The problem: Using the entries below, copy out all lines where "instance" is found.

***** Information provided

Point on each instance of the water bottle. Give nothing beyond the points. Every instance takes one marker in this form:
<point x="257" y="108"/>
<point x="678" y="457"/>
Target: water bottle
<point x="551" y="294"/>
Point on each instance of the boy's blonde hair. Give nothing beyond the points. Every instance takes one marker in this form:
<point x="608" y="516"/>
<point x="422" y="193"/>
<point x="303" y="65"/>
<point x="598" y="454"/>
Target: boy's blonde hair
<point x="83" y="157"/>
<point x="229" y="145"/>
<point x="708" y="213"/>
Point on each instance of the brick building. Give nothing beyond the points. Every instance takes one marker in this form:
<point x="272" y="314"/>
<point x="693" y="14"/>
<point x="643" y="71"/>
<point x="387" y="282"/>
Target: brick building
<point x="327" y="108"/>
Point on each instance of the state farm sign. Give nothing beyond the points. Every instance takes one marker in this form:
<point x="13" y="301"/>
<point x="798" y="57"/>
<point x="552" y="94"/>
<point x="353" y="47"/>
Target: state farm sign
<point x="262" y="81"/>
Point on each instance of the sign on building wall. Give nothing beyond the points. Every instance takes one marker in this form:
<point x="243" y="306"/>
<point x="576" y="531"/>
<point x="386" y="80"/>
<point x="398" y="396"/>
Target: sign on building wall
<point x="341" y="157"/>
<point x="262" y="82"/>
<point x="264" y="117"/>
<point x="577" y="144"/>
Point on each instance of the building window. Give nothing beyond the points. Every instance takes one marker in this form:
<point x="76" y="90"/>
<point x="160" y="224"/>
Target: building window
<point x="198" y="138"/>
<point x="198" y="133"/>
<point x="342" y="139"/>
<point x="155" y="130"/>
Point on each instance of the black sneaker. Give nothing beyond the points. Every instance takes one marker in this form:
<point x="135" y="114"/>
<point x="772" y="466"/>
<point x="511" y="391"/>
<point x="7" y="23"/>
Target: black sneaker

**********

Solution:
Point on each instance of the water bottle. Give nothing beyond the points. Every instance takes one marker in this form:
Point on each instance of the boy's blonde hair. Give nothing beyond the points. Every instance takes one marker in this form:
Point on each instance of the brick building. Give nothing beyond the points. Every instance takes one marker in this form:
Point on each instance of the state farm sign. Give nothing beyond the points. Every instance takes one marker in this form:
Point on each instance of the sign on building wall. Give nothing beyond the points. Every instance takes one marker in this form:
Point on each instance of the building window. Give nothing beyond the points. Every instance takes one marker in this form:
Point on each instance of the black sneaker. Give nothing beyond the points. Every instance takes one marker in this form:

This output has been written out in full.